[Page excerpt]

Being a part of the Russian Empire the Grand Duchy of Finland enjoyed unique political status. It was autonomous in its domestic policy. The country had its own government system headed by the Governor-General appointed by the Russian Tsar and its own elected Parliament. Finland was allowed to create its own laws through its parliament. Many Finnish laws were adopted without central government supervising. The status of Russian language was insignificant. The Russians who were Orthodox did not have the right to teach at schools or practice medicine in Finland. Nicholas II started the process of Finland’s integration into the Russian Empire in order to solve these problems and consider the issues of autonomy without the local legislative bodies consent. The new domestic policy of Unification found a great resistance both in Finland and in other European countries. Subsequently first the Finns and then progressive public representatives from different European countries started to send the petitions to the Tsar in order to protest against Finland’s autonomy reduction. Petitions were sent from France, Britain, Sweden, Holland, Italy, Demark, Norway, Hungary, Austria, Belgium and other European countries. The international deputation made their way to St. Petersburg in order to present those petitions to Nicholas II. The Report of the International Deputation comprises the description of those events.

[/Page excerpt]
[Stored data]

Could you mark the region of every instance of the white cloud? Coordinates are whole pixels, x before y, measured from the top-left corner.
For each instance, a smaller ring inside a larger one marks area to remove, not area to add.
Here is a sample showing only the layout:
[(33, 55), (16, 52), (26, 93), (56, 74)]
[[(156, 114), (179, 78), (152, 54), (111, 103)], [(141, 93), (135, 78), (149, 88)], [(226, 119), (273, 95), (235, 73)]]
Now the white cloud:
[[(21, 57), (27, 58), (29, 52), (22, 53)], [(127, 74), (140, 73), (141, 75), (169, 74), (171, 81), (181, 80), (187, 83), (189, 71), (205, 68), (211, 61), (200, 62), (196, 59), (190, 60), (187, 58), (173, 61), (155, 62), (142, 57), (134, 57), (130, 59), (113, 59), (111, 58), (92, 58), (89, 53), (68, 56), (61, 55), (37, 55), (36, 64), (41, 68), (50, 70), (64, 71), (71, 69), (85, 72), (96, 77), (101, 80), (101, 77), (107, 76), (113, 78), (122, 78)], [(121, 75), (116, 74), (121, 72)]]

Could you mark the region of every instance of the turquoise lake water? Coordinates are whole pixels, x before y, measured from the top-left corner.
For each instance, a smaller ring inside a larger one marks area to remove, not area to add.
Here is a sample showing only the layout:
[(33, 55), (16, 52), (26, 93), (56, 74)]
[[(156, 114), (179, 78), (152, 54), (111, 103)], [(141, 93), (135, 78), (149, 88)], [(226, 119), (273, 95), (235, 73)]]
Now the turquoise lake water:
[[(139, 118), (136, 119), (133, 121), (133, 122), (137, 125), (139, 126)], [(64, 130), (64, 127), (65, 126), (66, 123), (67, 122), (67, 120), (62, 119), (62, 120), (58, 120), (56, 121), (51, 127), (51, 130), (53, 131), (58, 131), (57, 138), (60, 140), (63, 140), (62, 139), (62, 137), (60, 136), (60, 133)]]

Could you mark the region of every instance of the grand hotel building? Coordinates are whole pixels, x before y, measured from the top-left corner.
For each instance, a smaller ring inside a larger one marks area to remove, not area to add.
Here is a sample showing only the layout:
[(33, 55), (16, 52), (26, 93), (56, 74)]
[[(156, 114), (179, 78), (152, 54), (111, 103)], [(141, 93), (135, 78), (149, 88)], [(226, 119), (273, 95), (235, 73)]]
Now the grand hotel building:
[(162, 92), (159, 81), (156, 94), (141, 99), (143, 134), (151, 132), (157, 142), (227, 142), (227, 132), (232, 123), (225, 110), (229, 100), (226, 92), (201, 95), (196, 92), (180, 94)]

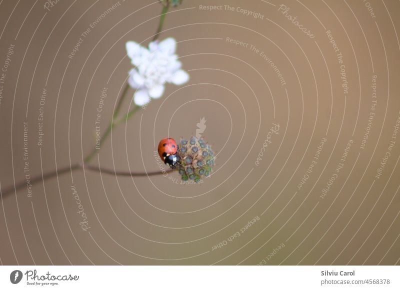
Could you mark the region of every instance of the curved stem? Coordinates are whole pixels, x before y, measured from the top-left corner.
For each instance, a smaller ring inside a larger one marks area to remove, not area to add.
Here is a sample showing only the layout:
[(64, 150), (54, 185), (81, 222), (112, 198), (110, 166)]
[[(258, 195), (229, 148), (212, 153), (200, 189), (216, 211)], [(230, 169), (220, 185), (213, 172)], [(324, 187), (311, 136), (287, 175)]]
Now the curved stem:
[(157, 31), (156, 32), (156, 34), (154, 34), (154, 37), (153, 37), (152, 41), (154, 41), (158, 38), (158, 36), (160, 36), (160, 32), (161, 32), (161, 30), (162, 29), (162, 26), (164, 25), (164, 20), (166, 18), (166, 12), (168, 12), (168, 9), (170, 8), (170, 0), (166, 0), (166, 3), (165, 5), (164, 5), (162, 6), (162, 10), (161, 11), (161, 15), (160, 16), (160, 23), (158, 23), (158, 27), (157, 28)]
[[(132, 177), (140, 177), (143, 176), (154, 176), (156, 175), (161, 175), (165, 174), (166, 173), (170, 172), (173, 171), (172, 169), (170, 169), (164, 171), (150, 171), (148, 172), (131, 172), (130, 171), (116, 171), (108, 168), (102, 168), (98, 166), (90, 165), (89, 164), (82, 164), (80, 163), (76, 163), (70, 166), (62, 167), (56, 170), (54, 170), (50, 172), (45, 173), (43, 175), (38, 175), (32, 178), (30, 180), (30, 183), (31, 185), (36, 184), (40, 181), (44, 180), (54, 177), (54, 176), (58, 176), (62, 175), (67, 172), (72, 172), (77, 169), (88, 169), (92, 171), (96, 171), (96, 172), (100, 172), (100, 173), (104, 173), (106, 174), (110, 174), (116, 176), (131, 176)], [(26, 186), (26, 182), (24, 180), (18, 183), (15, 184), (15, 186), (10, 186), (10, 187), (6, 189), (4, 191), (1, 191), (1, 195), (2, 198), (6, 197), (10, 195), (14, 192), (16, 192), (20, 189), (22, 189)]]
[[(64, 173), (66, 173), (67, 172), (72, 172), (72, 171), (76, 170), (80, 168), (80, 165), (79, 164), (66, 166), (64, 167), (62, 167), (58, 170), (54, 170), (52, 171), (50, 171), (50, 172), (45, 173), (43, 175), (38, 175), (34, 178), (30, 178), (30, 183), (31, 185), (33, 185), (36, 183), (38, 183), (40, 181), (42, 181), (44, 182), (46, 179), (48, 179), (49, 178), (54, 177), (54, 176), (58, 176), (58, 175), (60, 175), (64, 174)], [(10, 194), (14, 192), (14, 191), (16, 192), (18, 190), (22, 189), (26, 186), (26, 181), (24, 180), (23, 181), (21, 181), (18, 183), (16, 183), (14, 185), (10, 186), (10, 187), (6, 188), (6, 190), (2, 191), (2, 197), (7, 196)]]
[(112, 169), (107, 168), (102, 168), (94, 165), (85, 165), (85, 169), (88, 169), (92, 171), (96, 171), (100, 173), (106, 173), (116, 176), (132, 176), (132, 177), (139, 177), (143, 176), (153, 176), (154, 175), (160, 175), (165, 174), (166, 173), (173, 171), (172, 169), (166, 170), (165, 171), (150, 171), (148, 172), (130, 172), (130, 171), (116, 171)]
[[(166, 18), (166, 12), (168, 11), (168, 9), (170, 8), (170, 0), (166, 0), (165, 4), (163, 4), (162, 10), (161, 12), (161, 15), (160, 15), (160, 23), (158, 24), (158, 28), (157, 28), (157, 31), (154, 34), (154, 37), (153, 38), (153, 41), (156, 40), (158, 38), (158, 36), (160, 35), (161, 30), (162, 29), (162, 26), (164, 24), (164, 20), (165, 20)], [(90, 165), (88, 164), (86, 164), (89, 161), (90, 161), (93, 157), (95, 156), (96, 153), (97, 153), (98, 151), (101, 148), (101, 146), (102, 144), (104, 141), (105, 139), (108, 137), (111, 131), (112, 130), (112, 128), (114, 126), (124, 121), (126, 122), (134, 114), (137, 112), (141, 107), (140, 106), (135, 106), (129, 112), (128, 112), (123, 117), (120, 119), (119, 120), (116, 121), (116, 118), (118, 116), (118, 114), (120, 111), (121, 107), (122, 106), (122, 104), (124, 102), (124, 101), (125, 99), (125, 97), (127, 95), (127, 93), (130, 88), (129, 84), (127, 82), (126, 84), (125, 85), (125, 87), (124, 88), (124, 90), (122, 91), (122, 94), (119, 97), (119, 99), (118, 100), (118, 103), (117, 103), (116, 106), (116, 109), (114, 111), (114, 113), (112, 114), (112, 117), (111, 119), (111, 121), (110, 122), (110, 124), (108, 124), (108, 127), (104, 131), (103, 135), (100, 137), (100, 140), (99, 141), (100, 144), (98, 146), (96, 146), (88, 154), (86, 157), (84, 158), (84, 168), (87, 168), (88, 170), (97, 171), (100, 172), (102, 172), (108, 174), (112, 174), (116, 176), (132, 176), (132, 177), (138, 177), (138, 176), (153, 176), (153, 175), (158, 175), (160, 174), (164, 174), (166, 172), (170, 172), (172, 171), (172, 170), (168, 170), (166, 171), (154, 171), (152, 172), (140, 172), (140, 173), (134, 173), (134, 172), (123, 172), (123, 171), (116, 171), (114, 170), (111, 170), (110, 169), (102, 169), (100, 167), (96, 167), (96, 166), (94, 166), (92, 165)], [(48, 179), (49, 178), (51, 178), (52, 177), (54, 177), (54, 176), (57, 176), (60, 175), (64, 174), (66, 173), (66, 172), (72, 172), (72, 171), (76, 170), (77, 169), (83, 168), (83, 164), (76, 164), (74, 165), (71, 165), (68, 166), (66, 166), (65, 167), (62, 167), (60, 169), (56, 169), (50, 172), (48, 172), (42, 175), (40, 175), (38, 176), (36, 176), (30, 179), (30, 183), (32, 185), (34, 184), (37, 183), (40, 180), (42, 181), (44, 183), (44, 181), (46, 179)], [(24, 187), (26, 186), (26, 180), (24, 180), (18, 183), (16, 183), (14, 184), (12, 186), (10, 186), (9, 188), (6, 188), (4, 191), (1, 191), (1, 188), (0, 188), (0, 193), (1, 193), (1, 195), (2, 197), (4, 196), (9, 195), (10, 194), (14, 192), (16, 192), (18, 190), (22, 189), (24, 188)]]
[(92, 159), (94, 156), (97, 152), (98, 150), (101, 148), (102, 144), (104, 140), (111, 133), (111, 131), (112, 129), (112, 127), (114, 126), (114, 120), (116, 116), (118, 115), (121, 109), (121, 106), (122, 105), (122, 103), (124, 102), (124, 100), (126, 96), (128, 90), (129, 89), (129, 84), (126, 83), (125, 85), (125, 87), (124, 88), (124, 91), (122, 91), (122, 94), (121, 94), (120, 96), (120, 99), (118, 100), (118, 103), (116, 104), (116, 107), (115, 111), (114, 111), (114, 113), (112, 114), (112, 117), (111, 119), (111, 122), (110, 122), (110, 124), (108, 124), (108, 126), (107, 127), (107, 129), (106, 129), (104, 133), (103, 133), (102, 136), (101, 136), (100, 138), (100, 141), (99, 141), (99, 144), (98, 146), (94, 147), (94, 148), (92, 151), (92, 152), (89, 153), (87, 156), (84, 158), (84, 162), (88, 162), (90, 161)]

[/Stored data]

◆ Brief
Decide whether each statement agrees with the text on Finland's autonomy, answering yes or no and quoting the words of the text that settle it: (a) Finland's Governor-General was appointed by the Russian Tsar; (b) Orthodox Russians were permitted to practice medicine in Finland; (c) the international deputation traveled to Moscow to present the petitions.

◆ Result for this exercise
(a) Yes: "The country had its own government system headed by the Governor-General appointed by the Russian Tsar"
(b) No: "The Russians who were Orthodox did not have the right to teach at schools or practice medicine in Finland."
(c) No: "The international deputation made their way to St. Petersburg in order to present those petitions to Nicholas II."